§ Excerpt
You can call me anything you like, as you read on, but I have to report having (consciously) celebrated something like 70 Easters over the past decades. Having lived through times when nothing about the Faith was questioned to now when almost everything is, it has long been a concern of mine how far too often we Christians have got all excited over the celebration whilst missing the whole point of it all. In fact one of my contemporaries in a Youth Group to which I belonged would get ‘over the top’ excited, but I doubt if she could have explained why. In other words froth and bubble have never appealed to me, -- which may explain partly why I tend to be a bit of a party-pooper. Nothing wrong with getting excited – but excitement ought to have a real and empirical basis. Otherwise it is like the end of a fire-cracker show: all a bit of a let-down.

So, resurrection: is it real or is it ephemeral?
If there is an explanation that I would ask you to consider, it is what I have expressed often about ‘miracles.’ Again, if there is one thing that I have learnt from the study of the Gospels, it is that Jesus – from His Temptations on, turned His back on using miracle as a means of gaining a following. John’s Gospel makes it most clear when he describes what we might call ‘miracle’ as ‘sign!’ In other words, it is a matter of understanding that to which the sign or miracle is pointing, and not to confuse the two.

So what is the resurrection saying, and as I see it, loud and clear? Please come on a journey with me.
When one looks at the Cross in the way it is designed to be looked at, it is the savage expression of the determination of evil people to get rid of anyone or anything that threatens their position and power. This is an age-old process that still occurs regularly even in so-called democracies , and in those days was so common that anything different was an utter rarity. Evil ruled, and that was that, and you would be stupid even to consider the possibility that anything different could happen. (It is small wonder that the ancient Babylonian creation myths posited the certainty that life was bloody and it was pointless even trying to consider anything different.) It seems to me that much of fundamentalist Islam is on the same wave-length. Mind you, that violent attitude applies to fundamentalist almost anything! And before you get too proud, I have just been reading (Jan 2012) a book on the slavery situation in the Deep South of USA where the so-called Christians there operated [some still do!!!] under the same false theology!)

If retaliation was the real way to go, then Jesus would have done so. That He did not was a stunning change from the expected, and that did not arise out of weakness but because He knew that retaliation against evil only increased that evil, and did nothing to overcome it.
Should you have the bravery to see this, Jesus overcame evil by absorbing it and refusing to retaliate. Evil is overcome, not by destroying the perpetrators, but by showing up evil for what it is. THAT is how evil is defeated, and note that this approach still requires the positive response from us by seeing and then avoiding doing evil ourselves.

Those present that day when Jesus was killed expected that there was the end of the ‘lovely story.’ End of Jesus, end of problem. But it was not the end, but a stunning new beginning.
That Jesus rose from the dead was the sign and seal, the semeion that the old immutable pattern was no longer inevitable. With Jesus rising, there came the new certainty that love can be suppressed but it will rise again. Justice can be suppressed but it will rise again. Likewise truth and compassion and loyalty and all the ancient values that make life liveable will keep coming back, for life is intolerable without them.

DO I believe in Jesus’ resurrection, yes I do, for not only do those things I have mentioned never die, but look at the ordinary things of life and see the same picture. Day and night; summer and winter, death and life, seeds and reaping, trees and fruit. Life is punctured with illustrations of the necessity of resurrection, and thank God for that!

§ Written request 1
List every line of the records that contains the word "panel".
The essay and the records have no connection to each other.

§ Extracted entries
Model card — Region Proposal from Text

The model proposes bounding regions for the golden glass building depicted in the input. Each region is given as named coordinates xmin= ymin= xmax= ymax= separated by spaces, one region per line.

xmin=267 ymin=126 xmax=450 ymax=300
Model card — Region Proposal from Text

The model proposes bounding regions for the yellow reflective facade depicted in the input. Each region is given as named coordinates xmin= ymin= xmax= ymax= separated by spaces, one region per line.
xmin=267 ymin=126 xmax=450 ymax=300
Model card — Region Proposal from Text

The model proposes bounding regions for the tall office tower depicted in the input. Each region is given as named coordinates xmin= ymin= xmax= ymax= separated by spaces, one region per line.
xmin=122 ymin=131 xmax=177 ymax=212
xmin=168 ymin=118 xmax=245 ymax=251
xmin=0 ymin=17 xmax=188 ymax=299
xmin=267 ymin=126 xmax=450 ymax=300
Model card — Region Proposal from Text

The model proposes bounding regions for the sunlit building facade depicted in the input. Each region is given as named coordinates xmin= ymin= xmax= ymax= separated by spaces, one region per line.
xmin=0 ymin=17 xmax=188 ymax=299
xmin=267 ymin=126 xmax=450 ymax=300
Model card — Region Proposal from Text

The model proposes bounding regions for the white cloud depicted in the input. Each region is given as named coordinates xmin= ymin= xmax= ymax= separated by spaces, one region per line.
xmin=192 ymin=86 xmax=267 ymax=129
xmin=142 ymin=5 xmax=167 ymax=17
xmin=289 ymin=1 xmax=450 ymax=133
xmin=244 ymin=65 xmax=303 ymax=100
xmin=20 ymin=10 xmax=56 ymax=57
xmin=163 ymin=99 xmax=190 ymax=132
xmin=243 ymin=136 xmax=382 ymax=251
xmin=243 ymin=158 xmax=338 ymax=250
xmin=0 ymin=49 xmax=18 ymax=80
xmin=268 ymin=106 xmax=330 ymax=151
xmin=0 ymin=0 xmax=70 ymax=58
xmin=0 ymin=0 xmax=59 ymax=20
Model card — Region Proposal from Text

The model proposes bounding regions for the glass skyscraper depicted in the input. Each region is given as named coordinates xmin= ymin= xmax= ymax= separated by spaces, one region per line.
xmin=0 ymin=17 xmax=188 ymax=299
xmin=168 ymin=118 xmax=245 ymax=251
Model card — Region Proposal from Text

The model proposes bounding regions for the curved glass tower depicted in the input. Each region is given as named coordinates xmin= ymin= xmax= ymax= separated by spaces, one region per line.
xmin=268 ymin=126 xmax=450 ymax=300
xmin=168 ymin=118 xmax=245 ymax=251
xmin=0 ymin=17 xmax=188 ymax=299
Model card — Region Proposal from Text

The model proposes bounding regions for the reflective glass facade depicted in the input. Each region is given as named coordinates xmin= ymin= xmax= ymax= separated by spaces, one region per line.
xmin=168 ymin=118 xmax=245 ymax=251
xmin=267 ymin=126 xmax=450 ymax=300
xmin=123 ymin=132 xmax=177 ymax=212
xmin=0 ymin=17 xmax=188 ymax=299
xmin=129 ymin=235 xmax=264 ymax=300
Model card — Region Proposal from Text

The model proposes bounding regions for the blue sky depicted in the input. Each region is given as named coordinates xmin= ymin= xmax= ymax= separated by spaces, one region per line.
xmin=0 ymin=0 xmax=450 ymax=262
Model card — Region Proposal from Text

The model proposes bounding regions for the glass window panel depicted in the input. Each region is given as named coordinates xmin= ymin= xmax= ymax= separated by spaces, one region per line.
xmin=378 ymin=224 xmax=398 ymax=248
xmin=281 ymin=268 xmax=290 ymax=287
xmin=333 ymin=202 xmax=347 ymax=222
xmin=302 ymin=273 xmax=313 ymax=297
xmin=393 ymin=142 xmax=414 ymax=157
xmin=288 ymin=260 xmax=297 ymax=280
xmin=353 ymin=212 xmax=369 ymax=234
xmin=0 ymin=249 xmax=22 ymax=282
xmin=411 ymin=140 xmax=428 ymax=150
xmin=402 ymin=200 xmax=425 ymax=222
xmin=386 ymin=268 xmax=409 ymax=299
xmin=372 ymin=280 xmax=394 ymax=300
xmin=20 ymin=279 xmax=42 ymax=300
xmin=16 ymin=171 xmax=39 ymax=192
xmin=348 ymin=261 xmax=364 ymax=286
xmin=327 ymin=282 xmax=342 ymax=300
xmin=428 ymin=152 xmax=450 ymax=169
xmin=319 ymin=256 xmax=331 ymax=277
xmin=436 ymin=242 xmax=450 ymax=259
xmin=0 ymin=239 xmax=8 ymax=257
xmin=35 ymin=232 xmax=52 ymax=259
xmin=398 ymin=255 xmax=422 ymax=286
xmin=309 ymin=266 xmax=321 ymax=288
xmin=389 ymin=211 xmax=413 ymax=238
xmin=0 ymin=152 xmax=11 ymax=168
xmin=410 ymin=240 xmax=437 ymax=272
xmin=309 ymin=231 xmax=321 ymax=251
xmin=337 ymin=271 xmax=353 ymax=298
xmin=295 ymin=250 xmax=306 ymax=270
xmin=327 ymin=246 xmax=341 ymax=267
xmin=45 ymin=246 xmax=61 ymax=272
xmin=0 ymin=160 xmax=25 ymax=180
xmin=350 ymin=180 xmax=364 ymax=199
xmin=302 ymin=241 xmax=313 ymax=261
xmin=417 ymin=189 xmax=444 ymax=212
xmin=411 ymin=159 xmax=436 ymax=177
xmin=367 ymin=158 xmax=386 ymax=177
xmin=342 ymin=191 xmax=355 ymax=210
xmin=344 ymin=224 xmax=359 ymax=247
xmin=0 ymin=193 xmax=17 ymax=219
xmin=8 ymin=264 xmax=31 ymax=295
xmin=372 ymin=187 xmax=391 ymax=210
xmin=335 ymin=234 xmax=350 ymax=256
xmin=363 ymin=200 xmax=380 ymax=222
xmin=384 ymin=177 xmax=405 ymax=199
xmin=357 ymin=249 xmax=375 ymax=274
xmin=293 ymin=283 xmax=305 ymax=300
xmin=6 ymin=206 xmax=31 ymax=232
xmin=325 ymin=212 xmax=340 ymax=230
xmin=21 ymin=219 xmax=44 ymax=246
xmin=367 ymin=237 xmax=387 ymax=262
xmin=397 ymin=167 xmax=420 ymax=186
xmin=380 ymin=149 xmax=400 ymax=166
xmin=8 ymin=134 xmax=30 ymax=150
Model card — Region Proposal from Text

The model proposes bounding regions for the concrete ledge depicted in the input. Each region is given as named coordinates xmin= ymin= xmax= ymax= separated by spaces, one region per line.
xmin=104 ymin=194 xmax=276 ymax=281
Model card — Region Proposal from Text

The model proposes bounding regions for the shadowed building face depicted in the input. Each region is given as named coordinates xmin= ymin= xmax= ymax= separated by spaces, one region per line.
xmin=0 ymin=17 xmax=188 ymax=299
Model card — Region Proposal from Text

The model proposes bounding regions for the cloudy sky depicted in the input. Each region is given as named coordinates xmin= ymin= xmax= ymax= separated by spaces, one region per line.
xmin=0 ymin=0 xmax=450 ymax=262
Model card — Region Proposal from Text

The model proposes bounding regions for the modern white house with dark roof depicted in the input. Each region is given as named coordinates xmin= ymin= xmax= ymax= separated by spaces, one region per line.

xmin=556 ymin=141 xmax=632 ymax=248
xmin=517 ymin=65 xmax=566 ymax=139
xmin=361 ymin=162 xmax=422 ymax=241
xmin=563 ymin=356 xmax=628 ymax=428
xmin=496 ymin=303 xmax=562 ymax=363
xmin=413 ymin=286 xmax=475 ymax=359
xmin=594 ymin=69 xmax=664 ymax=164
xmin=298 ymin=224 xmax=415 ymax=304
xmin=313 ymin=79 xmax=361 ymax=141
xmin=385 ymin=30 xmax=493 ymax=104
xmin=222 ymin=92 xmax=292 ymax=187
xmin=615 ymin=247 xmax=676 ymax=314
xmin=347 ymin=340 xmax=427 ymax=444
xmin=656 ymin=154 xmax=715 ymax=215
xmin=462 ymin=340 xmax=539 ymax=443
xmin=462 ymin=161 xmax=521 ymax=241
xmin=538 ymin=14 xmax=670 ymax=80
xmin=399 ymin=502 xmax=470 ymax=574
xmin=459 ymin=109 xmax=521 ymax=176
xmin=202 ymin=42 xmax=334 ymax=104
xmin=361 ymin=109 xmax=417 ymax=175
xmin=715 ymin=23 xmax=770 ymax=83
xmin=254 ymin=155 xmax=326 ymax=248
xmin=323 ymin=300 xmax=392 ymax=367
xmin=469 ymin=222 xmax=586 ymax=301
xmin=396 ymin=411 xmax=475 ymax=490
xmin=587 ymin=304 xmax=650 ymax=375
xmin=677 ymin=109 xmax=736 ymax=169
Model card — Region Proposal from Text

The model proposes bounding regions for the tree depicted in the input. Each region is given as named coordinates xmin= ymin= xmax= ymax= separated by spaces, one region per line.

§ Written request 2
Reproduce the passage of the essay on the resurrection that begins with the words "That Jesus rose" and ends with "intolerable without them.".

§ Result 1
The model proposes bounding regions for the glass window panel depicted in the input. Each region is given as named coordinates xmin= ymin= xmax= ymax= separated by spaces, one region per line.

§ Result 2
That Jesus rose from the dead was the sign and seal, the semeion that the old immutable pattern was no longer inevitable. With Jesus rising, there came the new certainty that love can be suppressed but it will rise again. Justice can be suppressed but it will rise again. Likewise truth and compassion and loyalty and all the ancient values that make life liveable will keep coming back, for life is intolerable without them.